## Text to read:

Here is hierarchy we're going to be using: results page > bracket > match > fighter.

### 3.1. <a name='31'>Define and validate helper functions</a>
(<a href='#0'>Go to top</a>)

Functions to get the bracket list, the match details and the podium from the results page using BeautifulSoup:

In [132]:
def get_brackets(url):
    r = requests.get(url)
    soup = BeautifulSoup(r.content, 'html.parser')
    return soup.findAll('div', attrs = {'class': 'bracket-title'})

def get_matches(url):
    r = requests.get(url)
    soup = BeautifulSoup(r.content, 'html.parser')
    return soup.findAll('div', attrs = {'class': 'tournament-category__match'})

def get_podium(url):
    r = requests.get(url)
    soup = BeautifulSoup(r.content, 'html.parser')
    return soup.find('div', attrs = {'class': 'podium'})

def get_podiumranks(podium):
    return podium.findAll('span', attrs = {'class': 'podium__place'})

def get_podiumnames(podium):
    return podium.findAll('div', attrs = {'class': 'podium__competitor-name'})

def get_podiumclubs(podium):
    return podium.findAll('div', attrs = {'class': 'podium__club-name'})

def match_to_bracket_map(url):
    r = requests.get(url)
    soup = BeautifulSoup(r.content, 'html.parser')
    return soup.findAll('div', attrs = {'class': 'tournament-category__bracket tournament-category__bracket-15'})

Functions to extract readable terms from the HTML using regex:

In [133]:
def extract_bracket_name(bracket_item):
    return (re.search('(<div class="bracket-title">)(.+)(</div>)', str(bracket_item))
            .group(2))

def extract_fightno(match_item):
    try:
        return (re.search('(<span class="bracket-match-header__fight">)(.+)(:</span> )(.+)(</div>\n<div class="bracket-match-header__when">)(.+)(</div>)'
                      , str(match_item)).group(2).lower())

## Records shown:
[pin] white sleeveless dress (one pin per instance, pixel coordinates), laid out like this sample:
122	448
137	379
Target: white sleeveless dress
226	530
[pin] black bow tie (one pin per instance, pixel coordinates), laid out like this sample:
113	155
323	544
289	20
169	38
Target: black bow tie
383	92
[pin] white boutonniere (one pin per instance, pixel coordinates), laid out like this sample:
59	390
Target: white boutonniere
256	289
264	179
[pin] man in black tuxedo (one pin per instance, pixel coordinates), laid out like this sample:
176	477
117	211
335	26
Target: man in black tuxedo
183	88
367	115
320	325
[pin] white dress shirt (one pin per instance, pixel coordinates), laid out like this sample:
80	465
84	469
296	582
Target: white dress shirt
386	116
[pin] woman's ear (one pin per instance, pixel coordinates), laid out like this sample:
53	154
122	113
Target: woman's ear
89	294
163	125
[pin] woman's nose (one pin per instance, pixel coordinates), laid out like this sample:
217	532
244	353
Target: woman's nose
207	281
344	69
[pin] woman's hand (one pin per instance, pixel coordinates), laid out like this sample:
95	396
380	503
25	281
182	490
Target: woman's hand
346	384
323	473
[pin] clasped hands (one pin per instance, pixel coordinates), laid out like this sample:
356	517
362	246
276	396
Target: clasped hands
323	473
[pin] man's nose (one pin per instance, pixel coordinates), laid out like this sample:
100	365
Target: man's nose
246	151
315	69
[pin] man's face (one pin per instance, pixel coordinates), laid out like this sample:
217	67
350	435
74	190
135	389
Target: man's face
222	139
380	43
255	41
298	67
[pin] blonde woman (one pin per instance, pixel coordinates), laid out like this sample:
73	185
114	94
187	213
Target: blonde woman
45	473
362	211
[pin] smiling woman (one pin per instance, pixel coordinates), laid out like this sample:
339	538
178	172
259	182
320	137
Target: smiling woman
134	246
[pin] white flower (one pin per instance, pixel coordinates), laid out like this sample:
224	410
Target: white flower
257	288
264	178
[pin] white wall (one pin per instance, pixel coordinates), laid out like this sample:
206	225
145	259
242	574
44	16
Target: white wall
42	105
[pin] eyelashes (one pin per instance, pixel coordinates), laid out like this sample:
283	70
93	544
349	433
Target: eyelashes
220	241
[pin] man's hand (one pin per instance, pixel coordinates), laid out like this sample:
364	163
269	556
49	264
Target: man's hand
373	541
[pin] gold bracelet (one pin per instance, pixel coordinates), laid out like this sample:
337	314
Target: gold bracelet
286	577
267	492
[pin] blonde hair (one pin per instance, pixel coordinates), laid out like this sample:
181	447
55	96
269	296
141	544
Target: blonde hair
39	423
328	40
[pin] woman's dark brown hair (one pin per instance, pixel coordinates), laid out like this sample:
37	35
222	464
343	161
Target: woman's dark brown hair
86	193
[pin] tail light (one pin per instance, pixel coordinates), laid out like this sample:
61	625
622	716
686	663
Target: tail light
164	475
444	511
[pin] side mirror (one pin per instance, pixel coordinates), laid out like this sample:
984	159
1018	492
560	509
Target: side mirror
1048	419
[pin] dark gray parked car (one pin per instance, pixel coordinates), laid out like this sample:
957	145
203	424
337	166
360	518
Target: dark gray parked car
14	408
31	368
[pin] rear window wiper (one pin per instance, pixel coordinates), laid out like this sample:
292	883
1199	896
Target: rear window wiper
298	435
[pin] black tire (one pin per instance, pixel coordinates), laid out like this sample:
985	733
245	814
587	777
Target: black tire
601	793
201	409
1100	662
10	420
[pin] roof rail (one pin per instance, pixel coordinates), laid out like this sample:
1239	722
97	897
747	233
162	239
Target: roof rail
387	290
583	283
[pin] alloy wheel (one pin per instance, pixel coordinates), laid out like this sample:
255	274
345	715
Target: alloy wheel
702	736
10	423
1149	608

## What to do:
1: Repeat the passage from the tournament scraping tutorial word for word, starting at "Here is hierarchy" and ending at "href='#0'>Go to top</a>)".
2: According to the tournament scraping tutorial, what hierarchy is used for the results?
3: Take the tournament scraping tutorial further, picking up right after its last line.

## Expected outputs:
1:
Here is hierarchy we're going to be using: results page > bracket > match > fighter.

### 3.1. <a name='31'>Define and validate helper functions</a>
(<a href='#0'>Go to top</a>)

2: Results page > bracket > match > fighter.

3:
    except AttributeError:
        pass

def extract_matno(match_item):
    try:
        return (re.search('(<span class="bracket-match-header__fight">)(.+)(:</span> )(.+)(</div>\n<div class="bracket-match-header__when">)(.+)(</div>)'
                      , str(match_item)).group(4).lower())
    except AttributeError:
        pass
    
def extract_datetime(match_item):
    try:
        return (re.search('(<span class="bracket-match-header__fight">)(.+)(:</span> )(.+)(</div>\n<div class="bracket-match-header__when">)(.+)(</div>)'
                      , str(match_item)).group(6).lower())
    except AttributeError:
        pass
    
def extract_losername(match_item):
    try:
        return (re.search('(<span class="match-card__competitor-description match-competitor--loser">\n<div class="match-card__competitor-name">)(.+)(</div>\n<div class="match-card__club-name">)(.+)(</div>)'
                      , str(match_item)).group(2))
    except AttributeError:
        pass
    
def extract_loserclub(match_item):
    try:
        return (re.search('(<span class="match-card__competitor-description match-competitor--loser">\n<div class="match-card__competitor-name">)(.+)(</div>\n<div class="match-card__club-name">)(.+)(</div>)'
                      , str(match_item)).group(4))
    except AttributeError:
        pass
    
def extract_winnername(match_item):
    try:
        return (re.search('(<span class="match-card__competitor-description">\n<div class="match-card__competitor-name">)(.+)(</div>\n<div class="match-card__club-name">)(.+)(</div>)'
                      , str(match_item)).group(2))
    except AttributeError:
        pass
    
def extract_winnerclub(match_item):
    try:
        return (re.search('(<span class="match-card__competitor-description">\n<div class="match-card__competitor-name">)(.+)(</div>\n<div class="match-card__club-name">)(.+)(</div>)'
                      , str(match_item)).group(4))
    except AttributeError:
        pass
    
def extract_winnername(match_item):
    try:
        return (re.search('(<span class="match-card__competitor-description">\n<div class="match-card__competitor-name">)(.+)(</div>\n<div class="match-card__club-name">)(.+)(</div>)'
                      , str(match_item)).group(2))
    except AttributeError:
        pass
    
def extract_bye(match_item): # https://en.wikipedia.org/wiki/Bye_(sports)
    try:
        return (re.search('(<div class="match-card__bye">)(.+)(</div>)'
                      , str(match_item)).group(2))
    except AttributeError:
        pass
    
def extract_podiumrank(podium_item):
    try:
        return (re.search('(<span class="podium__place">)(\d+)(</span>)'
                      , str(podium_item)).group(2))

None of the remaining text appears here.